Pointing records
-- begin --

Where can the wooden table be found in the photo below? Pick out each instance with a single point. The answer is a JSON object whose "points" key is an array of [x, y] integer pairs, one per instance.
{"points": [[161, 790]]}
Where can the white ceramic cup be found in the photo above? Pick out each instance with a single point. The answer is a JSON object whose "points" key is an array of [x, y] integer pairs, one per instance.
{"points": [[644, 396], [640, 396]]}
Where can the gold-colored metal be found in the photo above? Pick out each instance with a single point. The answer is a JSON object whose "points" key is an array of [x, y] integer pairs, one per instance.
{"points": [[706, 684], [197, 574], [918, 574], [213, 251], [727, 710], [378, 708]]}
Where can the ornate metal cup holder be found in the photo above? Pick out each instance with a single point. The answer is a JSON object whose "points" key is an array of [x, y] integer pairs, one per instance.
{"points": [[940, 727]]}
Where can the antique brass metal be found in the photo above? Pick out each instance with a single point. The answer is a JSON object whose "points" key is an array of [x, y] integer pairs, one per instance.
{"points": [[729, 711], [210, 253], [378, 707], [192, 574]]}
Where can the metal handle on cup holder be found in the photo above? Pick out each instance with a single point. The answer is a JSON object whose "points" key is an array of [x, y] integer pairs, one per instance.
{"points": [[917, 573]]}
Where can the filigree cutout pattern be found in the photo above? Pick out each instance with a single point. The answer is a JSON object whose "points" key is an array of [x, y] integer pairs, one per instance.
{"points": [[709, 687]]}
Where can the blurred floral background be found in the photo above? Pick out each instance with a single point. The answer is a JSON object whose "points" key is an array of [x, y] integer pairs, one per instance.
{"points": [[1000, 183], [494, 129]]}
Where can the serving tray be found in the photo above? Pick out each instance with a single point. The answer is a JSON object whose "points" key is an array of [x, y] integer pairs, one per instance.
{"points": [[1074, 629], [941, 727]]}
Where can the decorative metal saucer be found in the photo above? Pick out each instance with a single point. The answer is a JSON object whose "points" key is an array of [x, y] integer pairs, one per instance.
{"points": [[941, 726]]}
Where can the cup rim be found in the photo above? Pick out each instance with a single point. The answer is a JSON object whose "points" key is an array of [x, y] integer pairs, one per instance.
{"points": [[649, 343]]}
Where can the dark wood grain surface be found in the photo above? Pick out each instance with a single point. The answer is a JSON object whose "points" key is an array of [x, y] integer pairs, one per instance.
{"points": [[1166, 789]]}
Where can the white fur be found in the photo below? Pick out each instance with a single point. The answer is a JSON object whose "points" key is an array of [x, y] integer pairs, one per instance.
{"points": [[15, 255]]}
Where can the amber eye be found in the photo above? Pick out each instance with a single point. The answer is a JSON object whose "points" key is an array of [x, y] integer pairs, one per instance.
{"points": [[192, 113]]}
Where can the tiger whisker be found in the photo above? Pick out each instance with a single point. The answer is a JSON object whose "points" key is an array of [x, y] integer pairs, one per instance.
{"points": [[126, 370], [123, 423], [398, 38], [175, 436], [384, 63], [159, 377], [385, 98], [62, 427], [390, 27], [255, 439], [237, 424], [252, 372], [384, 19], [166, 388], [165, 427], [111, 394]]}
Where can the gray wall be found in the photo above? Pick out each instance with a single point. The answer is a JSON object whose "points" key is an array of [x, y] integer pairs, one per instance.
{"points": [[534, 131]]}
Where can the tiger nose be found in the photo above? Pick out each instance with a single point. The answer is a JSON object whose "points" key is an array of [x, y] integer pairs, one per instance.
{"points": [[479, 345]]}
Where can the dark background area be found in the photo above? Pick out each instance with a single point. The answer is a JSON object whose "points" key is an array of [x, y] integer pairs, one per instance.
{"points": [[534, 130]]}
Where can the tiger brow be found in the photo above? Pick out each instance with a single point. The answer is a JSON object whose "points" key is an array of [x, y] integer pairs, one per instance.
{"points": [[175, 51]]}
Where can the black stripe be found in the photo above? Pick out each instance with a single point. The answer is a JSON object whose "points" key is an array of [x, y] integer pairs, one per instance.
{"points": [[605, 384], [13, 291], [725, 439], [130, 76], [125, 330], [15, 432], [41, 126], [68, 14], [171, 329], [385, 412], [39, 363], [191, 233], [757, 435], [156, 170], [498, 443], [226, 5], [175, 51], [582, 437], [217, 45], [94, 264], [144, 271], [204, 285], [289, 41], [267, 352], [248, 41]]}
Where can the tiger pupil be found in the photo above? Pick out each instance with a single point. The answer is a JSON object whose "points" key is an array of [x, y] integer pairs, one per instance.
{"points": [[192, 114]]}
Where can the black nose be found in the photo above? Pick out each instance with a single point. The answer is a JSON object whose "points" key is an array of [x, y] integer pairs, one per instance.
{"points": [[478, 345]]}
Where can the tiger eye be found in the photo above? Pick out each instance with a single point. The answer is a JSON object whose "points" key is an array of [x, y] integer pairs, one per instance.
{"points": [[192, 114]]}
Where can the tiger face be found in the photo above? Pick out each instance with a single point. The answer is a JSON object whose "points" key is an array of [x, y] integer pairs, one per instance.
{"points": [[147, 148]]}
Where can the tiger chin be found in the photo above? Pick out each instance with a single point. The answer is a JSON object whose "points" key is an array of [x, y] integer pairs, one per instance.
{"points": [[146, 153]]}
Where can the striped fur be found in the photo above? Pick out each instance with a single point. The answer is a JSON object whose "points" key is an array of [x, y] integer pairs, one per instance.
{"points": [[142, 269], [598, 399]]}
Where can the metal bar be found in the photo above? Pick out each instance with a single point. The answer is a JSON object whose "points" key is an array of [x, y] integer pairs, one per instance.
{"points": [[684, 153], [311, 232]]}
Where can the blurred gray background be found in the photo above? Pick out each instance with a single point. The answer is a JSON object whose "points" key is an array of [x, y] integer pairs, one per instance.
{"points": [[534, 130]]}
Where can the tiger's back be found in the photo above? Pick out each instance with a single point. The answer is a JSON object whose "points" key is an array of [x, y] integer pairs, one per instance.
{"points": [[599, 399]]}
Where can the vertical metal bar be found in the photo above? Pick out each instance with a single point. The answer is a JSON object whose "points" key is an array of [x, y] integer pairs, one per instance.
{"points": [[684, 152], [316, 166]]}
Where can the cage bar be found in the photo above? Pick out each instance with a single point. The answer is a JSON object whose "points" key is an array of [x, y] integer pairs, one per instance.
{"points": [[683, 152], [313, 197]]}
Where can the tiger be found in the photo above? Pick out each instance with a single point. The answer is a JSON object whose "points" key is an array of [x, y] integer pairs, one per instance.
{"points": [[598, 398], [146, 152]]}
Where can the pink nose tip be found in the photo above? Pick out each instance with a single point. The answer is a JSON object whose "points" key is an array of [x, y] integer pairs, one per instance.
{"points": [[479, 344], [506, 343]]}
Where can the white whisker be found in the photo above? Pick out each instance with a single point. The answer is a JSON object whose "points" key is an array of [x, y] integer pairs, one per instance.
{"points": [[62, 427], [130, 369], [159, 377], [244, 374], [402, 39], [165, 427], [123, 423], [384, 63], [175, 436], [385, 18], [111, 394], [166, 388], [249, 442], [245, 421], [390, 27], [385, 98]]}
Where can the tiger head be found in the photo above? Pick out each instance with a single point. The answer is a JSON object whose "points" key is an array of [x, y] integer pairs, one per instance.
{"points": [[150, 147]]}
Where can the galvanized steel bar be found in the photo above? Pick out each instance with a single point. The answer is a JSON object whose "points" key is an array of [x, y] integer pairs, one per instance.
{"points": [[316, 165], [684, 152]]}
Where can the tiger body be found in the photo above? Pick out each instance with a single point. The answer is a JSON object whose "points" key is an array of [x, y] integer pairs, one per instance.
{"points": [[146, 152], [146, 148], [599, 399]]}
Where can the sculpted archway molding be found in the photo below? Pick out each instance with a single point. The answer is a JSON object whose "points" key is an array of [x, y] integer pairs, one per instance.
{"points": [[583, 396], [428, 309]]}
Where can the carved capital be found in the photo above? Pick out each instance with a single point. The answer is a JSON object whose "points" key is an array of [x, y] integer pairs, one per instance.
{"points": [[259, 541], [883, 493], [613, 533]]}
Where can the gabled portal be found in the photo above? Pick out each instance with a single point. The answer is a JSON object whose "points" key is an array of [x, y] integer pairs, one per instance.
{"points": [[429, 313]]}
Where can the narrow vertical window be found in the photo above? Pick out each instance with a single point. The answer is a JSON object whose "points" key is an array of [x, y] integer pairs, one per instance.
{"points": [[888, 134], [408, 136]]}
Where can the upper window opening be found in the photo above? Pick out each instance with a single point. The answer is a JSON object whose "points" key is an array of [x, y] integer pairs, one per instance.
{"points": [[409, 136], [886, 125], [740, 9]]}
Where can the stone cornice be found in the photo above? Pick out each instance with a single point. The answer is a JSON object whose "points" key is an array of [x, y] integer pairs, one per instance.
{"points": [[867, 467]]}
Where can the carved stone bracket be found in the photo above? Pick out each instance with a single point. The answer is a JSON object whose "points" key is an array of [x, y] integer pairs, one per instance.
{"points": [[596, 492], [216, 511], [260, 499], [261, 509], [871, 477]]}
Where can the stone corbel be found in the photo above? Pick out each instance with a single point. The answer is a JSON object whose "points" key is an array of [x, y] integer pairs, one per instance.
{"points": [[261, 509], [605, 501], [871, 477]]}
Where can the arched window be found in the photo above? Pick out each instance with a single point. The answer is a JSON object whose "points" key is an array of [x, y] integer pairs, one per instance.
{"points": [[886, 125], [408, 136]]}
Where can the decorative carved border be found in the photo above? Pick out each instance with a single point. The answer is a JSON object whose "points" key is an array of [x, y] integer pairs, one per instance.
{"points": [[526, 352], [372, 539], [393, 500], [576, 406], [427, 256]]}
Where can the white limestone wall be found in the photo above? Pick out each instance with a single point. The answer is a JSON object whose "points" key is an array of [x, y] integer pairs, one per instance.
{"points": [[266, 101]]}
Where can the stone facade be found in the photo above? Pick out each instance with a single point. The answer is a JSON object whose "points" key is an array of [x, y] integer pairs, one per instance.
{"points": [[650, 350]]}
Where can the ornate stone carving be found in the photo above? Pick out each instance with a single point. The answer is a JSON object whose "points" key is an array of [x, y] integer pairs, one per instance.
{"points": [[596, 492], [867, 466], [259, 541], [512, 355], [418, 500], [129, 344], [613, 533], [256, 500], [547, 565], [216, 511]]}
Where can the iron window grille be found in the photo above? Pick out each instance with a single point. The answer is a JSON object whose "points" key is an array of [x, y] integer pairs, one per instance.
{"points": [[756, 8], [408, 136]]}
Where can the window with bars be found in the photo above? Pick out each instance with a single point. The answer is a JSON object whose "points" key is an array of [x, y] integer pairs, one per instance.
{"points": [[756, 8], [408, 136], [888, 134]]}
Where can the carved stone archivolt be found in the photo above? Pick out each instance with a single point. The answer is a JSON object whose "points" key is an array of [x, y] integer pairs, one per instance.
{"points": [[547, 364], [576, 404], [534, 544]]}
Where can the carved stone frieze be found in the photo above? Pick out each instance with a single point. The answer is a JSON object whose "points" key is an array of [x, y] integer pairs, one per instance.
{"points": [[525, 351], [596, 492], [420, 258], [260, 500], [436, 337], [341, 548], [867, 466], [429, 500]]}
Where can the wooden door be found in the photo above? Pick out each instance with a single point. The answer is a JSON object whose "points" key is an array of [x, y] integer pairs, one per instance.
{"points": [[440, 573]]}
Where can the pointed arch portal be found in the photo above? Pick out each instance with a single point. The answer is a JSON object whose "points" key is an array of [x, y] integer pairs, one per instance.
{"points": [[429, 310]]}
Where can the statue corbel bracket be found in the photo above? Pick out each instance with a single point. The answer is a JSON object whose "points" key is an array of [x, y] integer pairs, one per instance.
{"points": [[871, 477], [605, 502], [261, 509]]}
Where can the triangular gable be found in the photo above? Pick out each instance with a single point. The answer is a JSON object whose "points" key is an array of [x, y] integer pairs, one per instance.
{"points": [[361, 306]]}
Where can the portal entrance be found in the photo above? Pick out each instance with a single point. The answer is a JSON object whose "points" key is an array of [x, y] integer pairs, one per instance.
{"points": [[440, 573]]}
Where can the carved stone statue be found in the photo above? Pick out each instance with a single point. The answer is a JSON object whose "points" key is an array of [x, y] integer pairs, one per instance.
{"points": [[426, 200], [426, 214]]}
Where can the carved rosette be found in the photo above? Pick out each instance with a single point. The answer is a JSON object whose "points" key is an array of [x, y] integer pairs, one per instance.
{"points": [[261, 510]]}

-- end --

> _Task directions_
In the records above, locate the line that contains "Where can the carved stone frieze". Repeat it and every line after it, exactly, and nothing else.

> _Worked answer_
Where can the carved stone frieze be found in the photo above? Pick out each instance with a single point. The answer is a JSON object whose "points" key is an array of [x, y] integer pairs, one per instance.
{"points": [[525, 351], [596, 492], [420, 258], [260, 500], [436, 337], [341, 548], [867, 466], [429, 500]]}
Where can the wooden door be found in the photo above? Pick out each instance with a single point. The answer is a JSON object whose "points" key is an array of [x, y] integer pairs, one per instance.
{"points": [[440, 573]]}
Where can the pointed arch portal be found in the photo above? Pick out each instance with a single point. The answer is a JSON object whose "points" key is an array of [x, y] integer pairs, one per instance.
{"points": [[429, 310]]}
Where can the statue corbel bracket be found in the photo above? Pick out each instance with a single point. The answer is a JSON object whose "points" key is an array of [x, y] integer pairs, one per instance.
{"points": [[871, 477], [605, 502], [261, 509]]}
Where can the triangular gable be found in the photo above? Pick out each instance with a single point. The answer is a JSON object whose "points" key is an array of [x, y] integer pairs, one per instance.
{"points": [[361, 306]]}
Where can the portal entrance be found in the photo above? Pick out each instance with a single point. The answer is a JSON object whose "points" key is an array of [x, y] integer pairs, one per instance.
{"points": [[440, 573]]}
Where can the carved stone statue be found in the photo above? Pick out each instance with a single point. The answer is a JSON object whose "points" key is an array of [x, y] integer pairs, one per instance.
{"points": [[426, 200], [426, 214]]}
Where can the carved rosette be found in the photo above? Pick out each instance with a single point. The answer is a JSON object whose "points" key is an array of [x, y] integer pairs, one per instance.
{"points": [[261, 510]]}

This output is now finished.